> [Directions]: Each line below with the string "every" should be copied.

_ _ _ _ _

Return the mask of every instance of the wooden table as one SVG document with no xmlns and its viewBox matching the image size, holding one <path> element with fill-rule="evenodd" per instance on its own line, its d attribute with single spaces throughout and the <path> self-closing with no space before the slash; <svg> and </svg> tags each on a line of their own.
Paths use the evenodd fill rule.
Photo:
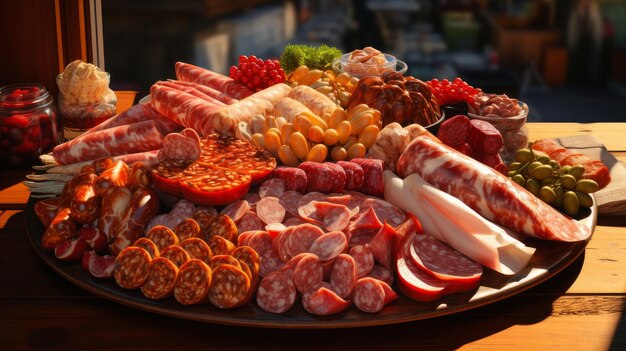
<svg viewBox="0 0 626 351">
<path fill-rule="evenodd" d="M 530 124 L 531 139 L 592 133 L 626 161 L 626 123 Z M 266 350 L 626 349 L 626 217 L 600 217 L 585 253 L 512 298 L 399 325 L 254 329 L 135 310 L 64 280 L 25 235 L 27 171 L 0 171 L 0 348 Z M 376 318 L 375 315 L 372 318 Z"/>
</svg>

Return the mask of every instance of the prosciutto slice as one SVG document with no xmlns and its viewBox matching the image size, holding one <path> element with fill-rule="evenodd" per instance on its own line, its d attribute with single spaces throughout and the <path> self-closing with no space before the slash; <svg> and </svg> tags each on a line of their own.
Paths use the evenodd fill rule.
<svg viewBox="0 0 626 351">
<path fill-rule="evenodd" d="M 185 93 L 191 94 L 197 98 L 200 98 L 204 101 L 207 101 L 211 104 L 214 105 L 218 105 L 218 106 L 226 106 L 225 103 L 201 92 L 200 90 L 194 88 L 194 87 L 190 87 L 190 86 L 185 86 L 185 85 L 180 85 L 178 83 L 176 83 L 175 81 L 158 81 L 156 83 L 154 83 L 155 85 L 160 85 L 160 86 L 165 86 L 165 87 L 170 87 L 170 88 L 174 88 L 176 90 L 180 90 L 183 91 Z"/>
<path fill-rule="evenodd" d="M 182 80 L 171 80 L 171 83 L 175 84 L 179 87 L 189 87 L 194 88 L 206 96 L 210 96 L 215 100 L 221 101 L 226 105 L 232 105 L 235 102 L 239 101 L 233 97 L 230 97 L 228 94 L 222 93 L 219 90 L 207 87 L 206 85 L 194 83 L 194 82 L 183 82 Z"/>
<path fill-rule="evenodd" d="M 170 121 L 165 116 L 155 111 L 149 103 L 139 103 L 128 110 L 118 113 L 117 115 L 107 119 L 106 121 L 94 126 L 85 132 L 85 134 L 97 132 L 99 130 L 109 129 L 113 127 L 143 122 L 145 120 L 155 121 L 163 134 L 167 134 L 180 128 L 180 125 Z"/>
<path fill-rule="evenodd" d="M 235 99 L 252 95 L 251 90 L 232 78 L 184 62 L 176 62 L 176 79 L 206 85 Z"/>
<path fill-rule="evenodd" d="M 400 156 L 398 175 L 420 175 L 483 217 L 518 233 L 557 241 L 587 240 L 591 230 L 566 217 L 500 172 L 419 136 Z"/>
<path fill-rule="evenodd" d="M 163 135 L 155 121 L 144 121 L 83 134 L 52 150 L 60 165 L 151 151 L 163 146 Z"/>
</svg>

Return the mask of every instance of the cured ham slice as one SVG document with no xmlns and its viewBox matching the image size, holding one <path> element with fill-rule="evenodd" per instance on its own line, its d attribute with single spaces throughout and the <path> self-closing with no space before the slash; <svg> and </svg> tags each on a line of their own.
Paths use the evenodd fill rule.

_ _ _ _ _

> [Task output]:
Return the mask of every instance of the wooden table as one SVG document with no xmlns and its viewBox matching the image size, holding one <path> element with fill-rule="evenodd" per instance on its own line, its d attribute with single spaces throughout and the <path> self-closing with no space before the slash; <svg> and </svg> tags each on a line of their own.
Return the mask of every instance of the prosciutto slice as one SVG document with no xmlns and its viewBox matching the image size, holding one <path> element with fill-rule="evenodd" per instance on its own line, its d attribute with single spaces throughout and the <path> self-closing with no space before the slash; <svg> and </svg> tags each on a line of their own.
Return the mask of every instance of the cured ham slice as one SVG document with no xmlns and its viewBox matching the image size, holding one <path> element with fill-rule="evenodd" per instance on its own line, its d attribute with single spaces throughout and the <path> self-closing with no space before the slash; <svg> and </svg> tags each on a line of their own.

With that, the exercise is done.